> **Task item**:
The records that follow are to be repeated without alteration.

Stored dataset items
· · · · · · ·
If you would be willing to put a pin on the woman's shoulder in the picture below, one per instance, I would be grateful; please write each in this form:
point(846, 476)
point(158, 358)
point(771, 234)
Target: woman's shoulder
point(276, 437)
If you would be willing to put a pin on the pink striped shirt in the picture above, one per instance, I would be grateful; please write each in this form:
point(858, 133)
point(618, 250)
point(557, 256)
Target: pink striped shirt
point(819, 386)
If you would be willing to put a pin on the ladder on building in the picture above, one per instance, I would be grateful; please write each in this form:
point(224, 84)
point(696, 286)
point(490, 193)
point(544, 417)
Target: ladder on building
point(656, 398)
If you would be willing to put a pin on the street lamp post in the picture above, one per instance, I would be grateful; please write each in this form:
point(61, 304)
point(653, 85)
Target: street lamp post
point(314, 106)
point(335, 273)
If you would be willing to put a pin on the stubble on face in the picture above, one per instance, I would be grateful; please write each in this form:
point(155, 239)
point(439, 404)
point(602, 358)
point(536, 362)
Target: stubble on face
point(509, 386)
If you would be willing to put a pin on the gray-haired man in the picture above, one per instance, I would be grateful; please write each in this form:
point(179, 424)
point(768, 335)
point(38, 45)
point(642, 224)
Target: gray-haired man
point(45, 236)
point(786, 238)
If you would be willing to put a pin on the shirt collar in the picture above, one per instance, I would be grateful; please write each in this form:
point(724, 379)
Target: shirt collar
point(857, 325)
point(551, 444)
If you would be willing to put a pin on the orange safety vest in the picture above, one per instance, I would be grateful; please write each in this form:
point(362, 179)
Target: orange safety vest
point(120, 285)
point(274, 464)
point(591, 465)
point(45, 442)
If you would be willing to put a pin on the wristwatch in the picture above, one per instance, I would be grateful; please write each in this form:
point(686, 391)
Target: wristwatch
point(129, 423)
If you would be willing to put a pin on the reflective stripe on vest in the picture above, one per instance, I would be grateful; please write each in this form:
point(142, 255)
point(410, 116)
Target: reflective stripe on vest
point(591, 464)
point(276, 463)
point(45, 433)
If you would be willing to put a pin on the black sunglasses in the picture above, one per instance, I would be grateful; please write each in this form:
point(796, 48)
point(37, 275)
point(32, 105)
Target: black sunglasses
· · · · · · ·
> **Result of this exercise**:
If you would be willing to put a pin on the woman's shoulder in the picture below, one per instance, I would be grateful; please write each in this form:
point(846, 476)
point(158, 358)
point(771, 234)
Target: woman's shoulder
point(276, 437)
If you would be willing to put a pin on the pink striped shirt in the picture above, one per instance, I would be grateful; please write each in this form:
point(858, 133)
point(618, 250)
point(557, 256)
Target: pink striped shirt
point(819, 386)
If you would be willing to put a pin on the ladder on building in the picture above, one per instance, I would be grateful; please write each in this form:
point(224, 84)
point(696, 286)
point(490, 193)
point(544, 417)
Target: ladder on building
point(656, 398)
If you would be willing to put a pin on the street lamp post in the picture above, one per instance, I would be grateful; please write each in this form:
point(61, 304)
point(653, 85)
Target: street lamp post
point(314, 106)
point(335, 273)
If you would be willing to put a pin on the stubble on face in the picture above, one per instance, I would be grateful; please write each in this form:
point(155, 239)
point(439, 404)
point(602, 358)
point(536, 362)
Target: stubble on face
point(509, 386)
If you would be willing to put a pin on the gray-haired man in the picture above, one per instance, I would be grateful; please write each in this form:
point(179, 424)
point(768, 335)
point(38, 45)
point(642, 224)
Target: gray-haired man
point(45, 236)
point(786, 238)
If you would be willing to put a pin on the shirt collar in the picture above, one per instance, I would be grateful; please write each in this form:
point(724, 379)
Target: shirt collar
point(857, 325)
point(551, 444)
If you would be willing to put a pin on the orange safety vest in the picture above, one per instance, I would be grateful; please write each in this form:
point(362, 179)
Target: orange safety vest
point(120, 285)
point(274, 464)
point(591, 465)
point(45, 442)
If you would be willing to put a pin on the wristwatch in the picture above, one per instance, I would be grateful; please write each in this form:
point(686, 391)
Target: wristwatch
point(129, 423)
If you would be willing to put a pin on the reflective stripe on vest in the picture above, one per instance, I would be grateful; please write each in this form:
point(142, 255)
point(410, 116)
Target: reflective stripe on vest
point(591, 464)
point(276, 463)
point(45, 433)
If you would be willing to put a pin on the black sunglasses in the picture above, one per instance, I would be grateful; please write each in this form:
point(796, 48)
point(37, 275)
point(32, 105)
Target: black sunglasses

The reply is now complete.